= THE REQUEST =
Reproduce verbatim the span of the Solar System text below, starting at "It is almost" and ending at "are moving around.".

The Solar System-4.
The biggest of all the Jovian storms raging at the moment is the Great Red Spot.
It is a gigantic storm 40000 kilometres long and 14000 kilometres wide.
This giant anticyclone has been raging for hundreds of years.
It is 3 times larger than the Earth.
It is thought that wind speeds reach over 400 kilometres per hour,
as this violent storm circles Jupiter every ten hours.
We don’t know why the storm has raged for so long, or what makes it so red.
It is thought that complex organic molecules formed from Jupiter’s upper atmosphere,
as it reacts with the Sun’s ultraviolet radiation, could be one factor behind its vivid colour.
Our moon is one of the 170 moons in the Solar System.
Our moon is the fifth biggest natural satellite in the Solar System.
It dominates our night sky because it is by far the biggest moon in the Solar System,
in relation to the size of its parent planet.
Our moon has a profound effect on the life of our planet.
It drives the ocean tides that are intimately linked to the cycles of nature.
It is even possible that tidal pools were the cradle for the origin of life on Earth.
Our moon is riddled with craters, the ancient remains of volcanoes, and atmosphere so tenuous,
that it is virtually indistinguishable from a vacuum.
The moons in the Solar System are an interesting, varied bunch of worlds.
One such place is Titan.
It is Saturn’s largest moon and the second largest moon in the Solar System.
It is bigger than the planet Mercury.
The Cassini spacecraft visited it, and its tiny sister, Huygens in 2004.
Surrounding Titan is an atmosphere that is 600 kilometres deep,
and 4 times as dense as that on Earth.
It is the most Earth like atmosphere we know in the Solar System.
It is a thick blue line rich in nitrogen, and some methane.
It is almost beyond imagination that a world this small,
should be able to hold on to such a dense atmosphere.
Mercury is too small and hot to hold on to its atmosphere.
Titan although larger in volume, is half the mass of Mercury,
and so has a even weaker grasp of the atmosphere surrounding it.
The reason why Titan has its wonderful atmosphere,
is because it lies in a much colder region of the Solar System, and that makes all the difference.
The temperature of a gas is essentially a measure of how fast molecules are moving around.
The higher the temperature, the faster they are moving.
The speed of the molecule is also related to the pressure the gas exerts.
Pressure is simply the effect of the molecules smashing against something.
The faster they are moving, the harder they smash into things, and the higher the pressure.
The ideal gas law states that pressure times the volume is proportional to the temperature.
PV = nRT.
P is the pressure, V is the volume, n is the number of molecules in moles, T is the temperature,
and R is the ideal gas constant.
It says if you keep the volume of the container fixed, and raise the temperature,
you have to raise the pressure, or lower the number of molecules, to keep the balance.
This concept is demonstrated by Chinese lanterns.
When you light up the fuel beneath the lantern, the air inside the lantern heats up.
The pressure inside the lantern begins to increase.
But the lantern is open at the bottom, and therefore the pressure inside the lantern,
must remain the same, as the pressure outside.
The pressure equalises by molecules of air rushing out of the bottom of the lantern,
that is decreasing in order to allow T to increase, and keep everything else the same.

= INFORMATION SHOWN =

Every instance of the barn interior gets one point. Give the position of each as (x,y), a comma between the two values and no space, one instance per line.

---

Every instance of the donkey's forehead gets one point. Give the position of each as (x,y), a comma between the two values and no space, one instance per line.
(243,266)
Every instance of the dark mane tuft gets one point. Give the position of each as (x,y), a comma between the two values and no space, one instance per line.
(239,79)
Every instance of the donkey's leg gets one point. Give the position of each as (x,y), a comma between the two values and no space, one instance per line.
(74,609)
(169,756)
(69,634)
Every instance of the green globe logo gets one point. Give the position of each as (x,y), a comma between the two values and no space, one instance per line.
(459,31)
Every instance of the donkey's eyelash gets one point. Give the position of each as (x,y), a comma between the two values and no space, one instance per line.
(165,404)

= SOLUTION =
It is almost beyond imagination that a world this small,
should be able to hold on to such a dense atmosphere.
Mercury is too small and hot to hold on to its atmosphere.
Titan although larger in volume, is half the mass of Mercury,
and so has a even weaker grasp of the atmosphere surrounding it.
The reason why Titan has its wonderful atmosphere,
is because it lies in a much colder region of the Solar System, and that makes all the difference.
The temperature of a gas is essentially a measure of how fast molecules are moving around.